**Excerpted text**:

Michael Higgins has dedicated the larger part of his 27-year nursing career to caring for South Australians with an eating disorder, and still finds each shift as challenging and as rewarding as the first.
“I do still struggle daily with trying to find out why someone has chosen to starve themselves,” the Registered Nurse says. “A whole lot of things come together to coalesce in an eating disorder and these can be different for each person.” It is the complexities behind the psychological illness that have kept Michael at Flinders Medical Centre’s dedicated eating disorder unit for 24 years. “The challenges and the rewards lie in ‘teasing out’ what’s happening in a particular person to help them on the road to recovery,” he says.
“An eating disorder is predominantly a symptom; not necessarily an illness in isolation. Choosing not to eat is often a way for someone to express their unhappiness with the world who can’t do it in other ways.”
The ten-bed inpatient unit is almost always at full occupancy.
“We care for around 75 patients each year, some have bulimia, some have a general anxiety disorder, but most have anorexia nervosa.” People aged in their late teens to early 20s make up the unit’s peak patient cohort.
“We also see a large female skew, but I don’t think that’s entirely because it’s a ‘women’s disease’. I suspect there are a lot of men with an eating disorder who might be too embarrassed to seek help, or the condition is disguised as something else.”

**About this exercise**: Print the part of the eating disorder unit text between "The ten-bed inpatient" and "peak patient cohort.", inclusive, word for word. Rely only on the text about the eating disorder unit.

**Data listing**:

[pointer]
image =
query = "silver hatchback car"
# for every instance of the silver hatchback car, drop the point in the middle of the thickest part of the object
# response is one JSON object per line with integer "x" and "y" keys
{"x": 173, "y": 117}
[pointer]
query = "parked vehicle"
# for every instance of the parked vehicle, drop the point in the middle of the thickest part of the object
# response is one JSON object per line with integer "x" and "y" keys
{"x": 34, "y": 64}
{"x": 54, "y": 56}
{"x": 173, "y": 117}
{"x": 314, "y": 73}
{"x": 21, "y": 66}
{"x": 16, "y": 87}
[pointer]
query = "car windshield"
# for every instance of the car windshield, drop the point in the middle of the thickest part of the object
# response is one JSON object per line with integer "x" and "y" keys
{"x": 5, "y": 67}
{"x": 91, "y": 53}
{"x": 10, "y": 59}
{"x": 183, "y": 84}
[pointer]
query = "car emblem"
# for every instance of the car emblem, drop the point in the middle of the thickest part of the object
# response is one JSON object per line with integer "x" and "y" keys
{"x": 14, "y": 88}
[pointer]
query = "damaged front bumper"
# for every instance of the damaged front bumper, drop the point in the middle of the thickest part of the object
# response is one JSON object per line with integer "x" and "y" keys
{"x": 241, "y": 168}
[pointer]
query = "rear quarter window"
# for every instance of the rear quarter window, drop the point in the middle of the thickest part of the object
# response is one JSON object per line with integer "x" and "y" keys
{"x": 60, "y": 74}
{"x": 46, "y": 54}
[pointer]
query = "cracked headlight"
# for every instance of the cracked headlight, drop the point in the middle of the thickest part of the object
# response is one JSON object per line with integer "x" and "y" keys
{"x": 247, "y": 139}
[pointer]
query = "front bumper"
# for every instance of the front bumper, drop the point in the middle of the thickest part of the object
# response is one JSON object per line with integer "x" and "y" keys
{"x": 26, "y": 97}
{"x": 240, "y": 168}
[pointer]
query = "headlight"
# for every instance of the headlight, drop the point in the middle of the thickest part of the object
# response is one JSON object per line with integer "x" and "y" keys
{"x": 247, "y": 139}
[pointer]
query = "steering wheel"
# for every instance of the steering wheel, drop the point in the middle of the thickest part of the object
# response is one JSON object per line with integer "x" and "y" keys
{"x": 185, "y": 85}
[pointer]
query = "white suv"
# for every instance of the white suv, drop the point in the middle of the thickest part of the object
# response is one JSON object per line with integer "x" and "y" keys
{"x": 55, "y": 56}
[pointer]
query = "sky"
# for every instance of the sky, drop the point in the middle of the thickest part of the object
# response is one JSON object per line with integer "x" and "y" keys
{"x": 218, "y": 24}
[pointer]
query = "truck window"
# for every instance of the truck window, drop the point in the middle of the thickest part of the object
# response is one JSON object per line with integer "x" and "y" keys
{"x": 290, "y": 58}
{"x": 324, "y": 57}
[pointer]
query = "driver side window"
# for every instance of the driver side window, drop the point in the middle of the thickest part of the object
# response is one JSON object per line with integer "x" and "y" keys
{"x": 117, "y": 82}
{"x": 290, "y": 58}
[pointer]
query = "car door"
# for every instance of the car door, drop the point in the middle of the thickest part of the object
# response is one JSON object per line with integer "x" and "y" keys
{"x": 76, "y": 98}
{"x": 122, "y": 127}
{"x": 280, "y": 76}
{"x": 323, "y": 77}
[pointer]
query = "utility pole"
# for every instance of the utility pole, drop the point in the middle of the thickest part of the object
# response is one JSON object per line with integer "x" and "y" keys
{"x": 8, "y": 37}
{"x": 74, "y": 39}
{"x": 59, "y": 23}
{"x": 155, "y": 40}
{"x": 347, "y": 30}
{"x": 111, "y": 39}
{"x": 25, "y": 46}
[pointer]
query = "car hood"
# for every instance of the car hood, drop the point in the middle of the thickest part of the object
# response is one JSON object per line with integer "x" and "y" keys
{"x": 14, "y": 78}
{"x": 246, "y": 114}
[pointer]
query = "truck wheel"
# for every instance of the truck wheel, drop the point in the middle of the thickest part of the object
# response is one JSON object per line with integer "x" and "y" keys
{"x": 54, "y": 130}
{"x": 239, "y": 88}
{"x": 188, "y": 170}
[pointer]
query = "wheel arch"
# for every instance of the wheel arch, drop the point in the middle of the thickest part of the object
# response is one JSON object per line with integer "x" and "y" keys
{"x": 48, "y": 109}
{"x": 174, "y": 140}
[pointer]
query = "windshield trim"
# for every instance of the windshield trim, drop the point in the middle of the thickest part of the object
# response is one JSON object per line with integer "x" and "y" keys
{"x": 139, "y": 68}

**Response to this exercise**:
The ten-bed inpatient unit is almost always at full occupancy.
“We care for around 75 patients each year, some have bulimia, some have a general anxiety disorder, but most have anorexia nervosa.” People aged in their late teens to early 20s make up the unit’s peak patient cohort.